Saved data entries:
Start of Block

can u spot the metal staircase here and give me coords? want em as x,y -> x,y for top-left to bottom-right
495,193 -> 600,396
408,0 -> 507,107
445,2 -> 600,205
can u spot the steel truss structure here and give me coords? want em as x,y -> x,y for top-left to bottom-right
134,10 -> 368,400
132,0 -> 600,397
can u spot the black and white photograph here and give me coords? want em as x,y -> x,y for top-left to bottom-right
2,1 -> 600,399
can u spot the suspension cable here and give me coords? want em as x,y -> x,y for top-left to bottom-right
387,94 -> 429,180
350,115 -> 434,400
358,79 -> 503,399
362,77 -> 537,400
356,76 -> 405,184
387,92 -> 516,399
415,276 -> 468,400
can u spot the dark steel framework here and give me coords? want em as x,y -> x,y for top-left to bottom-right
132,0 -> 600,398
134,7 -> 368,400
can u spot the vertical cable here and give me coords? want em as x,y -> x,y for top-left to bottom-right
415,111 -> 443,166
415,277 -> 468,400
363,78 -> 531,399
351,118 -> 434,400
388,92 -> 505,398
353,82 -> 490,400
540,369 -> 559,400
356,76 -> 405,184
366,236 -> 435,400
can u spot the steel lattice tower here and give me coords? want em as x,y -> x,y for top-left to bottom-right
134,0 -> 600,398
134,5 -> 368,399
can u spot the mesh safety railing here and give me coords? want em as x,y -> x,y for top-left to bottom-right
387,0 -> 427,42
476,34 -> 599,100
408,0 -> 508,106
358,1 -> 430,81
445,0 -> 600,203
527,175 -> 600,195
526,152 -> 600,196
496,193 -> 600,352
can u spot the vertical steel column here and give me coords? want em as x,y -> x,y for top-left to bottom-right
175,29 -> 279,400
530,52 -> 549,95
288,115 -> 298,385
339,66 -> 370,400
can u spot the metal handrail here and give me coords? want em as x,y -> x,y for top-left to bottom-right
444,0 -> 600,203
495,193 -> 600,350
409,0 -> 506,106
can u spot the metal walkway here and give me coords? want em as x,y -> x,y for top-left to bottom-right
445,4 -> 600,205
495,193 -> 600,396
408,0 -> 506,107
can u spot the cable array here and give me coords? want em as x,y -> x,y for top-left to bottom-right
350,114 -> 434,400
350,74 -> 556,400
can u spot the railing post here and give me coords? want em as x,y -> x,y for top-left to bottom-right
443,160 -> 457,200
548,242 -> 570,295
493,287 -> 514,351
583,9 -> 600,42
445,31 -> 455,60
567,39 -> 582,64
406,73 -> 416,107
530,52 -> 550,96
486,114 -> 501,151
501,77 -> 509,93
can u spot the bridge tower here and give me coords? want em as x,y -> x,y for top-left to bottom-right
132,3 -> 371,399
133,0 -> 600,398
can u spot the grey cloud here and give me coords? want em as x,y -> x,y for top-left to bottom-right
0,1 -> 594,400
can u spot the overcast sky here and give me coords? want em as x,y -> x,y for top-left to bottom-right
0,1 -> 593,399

End of Block

**WHAT THIS TASK INVOLVES**
What must be transcribed is the run of lines from the one containing "can u spot the grey" to the last line of the data above, inclusive, and only that.

**RESPONSE TO THE TASK**
can u spot the grey cloud here and give me coords? want em as x,y -> x,y for top-left to bottom-right
0,1 -> 594,400
can u spot the overcast sky here and give me coords? want em as x,y -> x,y for top-left to bottom-right
0,1 -> 593,399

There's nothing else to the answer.